### PASSAGE SHOWN
==============================
Pg 407-408 - Walter Isaacson describes how Sony failed at competing with Apple in the portable music player business. It was because Sony was a corporation that was organized into divisions all with their own profit statements. Jobs had his companies controlled to work in one cohesive and flexible unit with one profit and loss statement. Sony also worried about cannibalization. If one division of Sony created a portable music player to share songs then it would have hurt the profits of its record division.
There's a classic thing in business, which is the second product syndrome," Jobs later said. It comes from not understanding what made your first product so successful.
"There's a temptation in our networked age to think that ideas can be developed by email and iChat." [Steve Jobs] said. "That's crazy. Creativity comes from spontaneous meetings, from random discussions. You run into someone, you ask what they're doing, you say 'wow, and soon you're cooking up all sorts of ideas."
Pg 484 [This page describes when Steve Jobs got on the organ donor waiting list.] “It was dreadful.” Powell recalled. “It didn’t look like we would make it in time.” Everyday became more excruciating.
==============================
### DATA FOR ANALYSIS
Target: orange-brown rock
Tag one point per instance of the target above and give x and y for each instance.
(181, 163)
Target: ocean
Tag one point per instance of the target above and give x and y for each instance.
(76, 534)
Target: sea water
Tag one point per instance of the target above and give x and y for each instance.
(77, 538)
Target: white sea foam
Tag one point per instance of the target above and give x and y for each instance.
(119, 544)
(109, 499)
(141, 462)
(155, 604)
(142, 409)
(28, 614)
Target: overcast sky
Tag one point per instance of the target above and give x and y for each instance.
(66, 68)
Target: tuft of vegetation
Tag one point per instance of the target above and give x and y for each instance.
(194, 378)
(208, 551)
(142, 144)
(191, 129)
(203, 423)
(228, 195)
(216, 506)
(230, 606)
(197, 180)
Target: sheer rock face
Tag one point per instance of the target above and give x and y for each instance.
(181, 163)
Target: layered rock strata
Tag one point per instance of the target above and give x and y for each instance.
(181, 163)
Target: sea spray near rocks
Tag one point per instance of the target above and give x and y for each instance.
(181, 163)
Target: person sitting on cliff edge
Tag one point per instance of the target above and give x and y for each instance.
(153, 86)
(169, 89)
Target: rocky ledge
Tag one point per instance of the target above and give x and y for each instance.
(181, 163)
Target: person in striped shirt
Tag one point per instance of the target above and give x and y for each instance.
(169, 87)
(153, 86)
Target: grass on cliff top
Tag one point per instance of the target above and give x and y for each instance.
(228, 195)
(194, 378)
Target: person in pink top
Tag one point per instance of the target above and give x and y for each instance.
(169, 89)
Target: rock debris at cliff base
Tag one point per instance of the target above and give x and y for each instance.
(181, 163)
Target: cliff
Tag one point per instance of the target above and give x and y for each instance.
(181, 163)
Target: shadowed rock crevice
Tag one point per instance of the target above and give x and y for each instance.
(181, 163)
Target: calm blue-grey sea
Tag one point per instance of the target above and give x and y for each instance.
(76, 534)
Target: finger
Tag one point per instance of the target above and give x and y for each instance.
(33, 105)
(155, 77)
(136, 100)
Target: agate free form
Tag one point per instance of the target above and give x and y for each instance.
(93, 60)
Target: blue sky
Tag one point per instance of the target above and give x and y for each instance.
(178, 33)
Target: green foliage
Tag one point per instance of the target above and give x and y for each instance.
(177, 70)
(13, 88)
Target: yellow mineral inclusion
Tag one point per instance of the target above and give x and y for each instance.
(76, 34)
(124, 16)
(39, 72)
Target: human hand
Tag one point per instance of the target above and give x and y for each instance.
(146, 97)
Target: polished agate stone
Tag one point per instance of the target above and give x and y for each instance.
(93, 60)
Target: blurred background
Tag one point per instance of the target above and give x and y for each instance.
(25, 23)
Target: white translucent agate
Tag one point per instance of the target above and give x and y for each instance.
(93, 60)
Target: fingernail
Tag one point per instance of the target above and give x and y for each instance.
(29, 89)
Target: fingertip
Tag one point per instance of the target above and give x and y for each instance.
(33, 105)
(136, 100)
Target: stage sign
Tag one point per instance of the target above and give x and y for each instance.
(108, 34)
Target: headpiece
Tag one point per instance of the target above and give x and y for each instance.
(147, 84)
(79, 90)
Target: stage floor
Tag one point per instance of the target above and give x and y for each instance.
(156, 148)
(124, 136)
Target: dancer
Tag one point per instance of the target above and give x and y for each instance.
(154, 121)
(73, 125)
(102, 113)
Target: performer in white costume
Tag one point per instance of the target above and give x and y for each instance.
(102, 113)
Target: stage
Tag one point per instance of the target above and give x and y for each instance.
==============================
### PROBLEMS TO SOLVE
(a) List every person named in the Steve Jobs notes above.
(b) Write a continuation of the Steve Jobs notes above, starting after their final sentence.

### TASK RESULTS
(a) Walter Isaacson, Steve Jobs, Powell

(b)
[A night after the announcement of the iPad, Steve Jobs told Walter Isaacson this:] "I got about 800 email messages in the last twenty-four hours. Most of them are complaining. There’s no USB cord! There’s no this, no that. Some of them are like, ‘Fuck you, how can you do that?’ I don’t usually write people back, but I replied, ‘Your parents would be so proud of how you turned out.’ And some don’t like the iPad name, and on and on. I kind of got depressed today. It knocks you back a bit.”
Steve Jobs as he battles cancer, “Living with a disease like this, and all the pain, constantly reminds you of your own mortality, and that can do strange things to your brain if you’re not careful. You don’t make plans more than a year out, and that’s bad. You need to force yourself to plan as if you will live for many years.”
Walter Isaacson asked Steve why he let him write the book and here is Steve’s answer, “I wanted my kids to know me. I wasn’t always there for them, and I wanted them to know why and to understand what I did. Also, when I got sick, I realized other people would write about me if I died, and they wouldn’t know anything. They’d get it all wrong. So I wanted to make sure someone heard what I had to say.”